**Listed entries**

***

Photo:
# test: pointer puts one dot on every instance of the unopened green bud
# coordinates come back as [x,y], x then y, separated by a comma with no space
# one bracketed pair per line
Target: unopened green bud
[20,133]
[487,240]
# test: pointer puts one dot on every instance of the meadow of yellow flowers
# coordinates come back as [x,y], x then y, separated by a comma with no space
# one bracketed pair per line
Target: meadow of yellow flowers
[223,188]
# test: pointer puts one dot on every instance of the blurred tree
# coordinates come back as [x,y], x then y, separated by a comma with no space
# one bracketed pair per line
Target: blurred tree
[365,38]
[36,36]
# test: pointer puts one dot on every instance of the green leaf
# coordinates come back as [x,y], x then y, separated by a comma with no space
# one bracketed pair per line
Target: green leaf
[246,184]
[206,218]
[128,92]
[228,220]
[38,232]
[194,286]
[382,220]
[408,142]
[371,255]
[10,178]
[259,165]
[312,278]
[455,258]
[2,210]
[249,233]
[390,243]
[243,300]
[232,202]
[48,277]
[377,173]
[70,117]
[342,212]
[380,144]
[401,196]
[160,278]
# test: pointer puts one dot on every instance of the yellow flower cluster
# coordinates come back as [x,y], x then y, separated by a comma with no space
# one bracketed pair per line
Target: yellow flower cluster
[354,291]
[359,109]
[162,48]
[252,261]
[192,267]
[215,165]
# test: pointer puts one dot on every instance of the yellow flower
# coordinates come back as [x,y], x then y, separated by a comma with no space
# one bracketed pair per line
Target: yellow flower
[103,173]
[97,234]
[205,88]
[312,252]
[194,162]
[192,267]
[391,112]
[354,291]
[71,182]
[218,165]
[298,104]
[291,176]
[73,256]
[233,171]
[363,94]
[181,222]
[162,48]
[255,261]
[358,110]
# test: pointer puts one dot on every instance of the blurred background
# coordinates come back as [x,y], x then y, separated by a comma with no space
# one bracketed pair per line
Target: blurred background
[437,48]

***

**Problem statement**
Your task is to transcribe the line containing "the yellow flower cluster" and every line after it, through the last line of the data, exactly as written and with nothing more.

**Answer to the problem**
# test: pointer puts one dot on every instance of the yellow flower cluster
# coordinates come back as [x,y], x then y, separated by a comma with no space
# one bracketed pair per line
Target: yellow flower cluster
[354,291]
[359,109]
[162,48]
[252,261]
[192,267]
[215,165]
# test: pointer puts one dot on every instance of the yellow flower
# coordinates come back as [x,y], x then y, separated by a comma with no space
# one bracketed pair per line
Target: yellow flower
[103,173]
[97,234]
[205,88]
[312,252]
[194,162]
[192,267]
[391,112]
[354,291]
[71,182]
[218,165]
[298,104]
[291,176]
[73,256]
[233,171]
[363,94]
[181,222]
[162,48]
[255,261]
[358,110]
# test: pointer puts one dot on every instance of the blurred background
# coordinates come back as [x,y], x then y, separated by a comma with no space
# one bracketed pair per line
Target: blurred background
[437,48]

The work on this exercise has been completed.